Observo cómo buscan sin éxito un hueco donde poner las toallas y pinchar la sombrilla. La marea ha subido y el espacio, en esta zona de la kilométrica playa, es reducido. Normal si atendemos a las jaimas dispuestas, a modo de caravana bereber, por los veraneantes nacionales que entre botellines de cerveza, cometas, palas de tenis, y demás artilugios del disfrute estival, se afanan con carreras mañaneras por disputarse los “mejores” o “únicos” lugares en la arena. Después se apiñan unos contra otros entre los efluvios de la loción de bronceado, para encontrar el rayo de sol perfecto.
Hojeo el ejemplar de National Geographic del mes de agosto. Carl Sagan, el ilustre astrofísico, imaginaba en una carta a su editor en 1967 cómo sería el aspecto físico de los marcianos. Se le antojaba demasiado pretencioso que tuvieran aspecto antropomorfo (y no le faltaba razón). Los representaba con largas extremidades, tentáculos y finos y transparentes caparazones.

» **Extracto de datos**:
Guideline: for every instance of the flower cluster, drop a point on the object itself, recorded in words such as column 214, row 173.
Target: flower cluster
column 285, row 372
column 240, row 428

» **Instrucciones**:
1. Reformule de manera más breve el párrafo del artículo que empieza con «Observo cómo buscan», sin omitir sus hechos principales.
2. Escriba la continuación del artículo sobre la playa y el número de National Geographic, a partir de su última oración.

» **Resultados por tarea**:
1. Algunos buscan sin éxito un hueco para sus toallas y su sombrilla. Con la marea alta, el espacio en esa zona de la larguísima playa es escaso, ocupado por las jaimas de los veraneantes nacionales. Estos madrugan para disputarse los mejores lugares en la arena y luego se apiñan en busca del sol perfecto.

2.
Algo así debe pensar Pedro que son aquellos seres con los que se cruza, camino del agua, de la mano de su prima. Con la piel sin un centímetro libre de tatuajes, ellos depilados por completo, salvo la barba ¡Claro! Larga y desaliñada, en un patrón repetido a derecha e izquierda a lo largo de todo el litoral. Conscientes de la paritaria situación que nos contempla, ellas y ellos, exhiben orgullosos la inversión anual en gimnasio enfundados en mínimos bañadores de colores chillones.
La otra parte de la playa, la que esta al lado de la torre de vigilancia, es para las familias con niños pequeños. Aquí somos muy de ordenar las cosas. Esa es la zona donde priman los tenderetes de 8×8, las sillas, las tumbonas, las neveras portátiles, incluso las parrillas chuleteras y las hamacas, que hacen de un día de playa lo que verdaderamente es… Aquí les dejo los puntos suspensivos para que cada quien coloque el calificativo con el que más identificado se sienta.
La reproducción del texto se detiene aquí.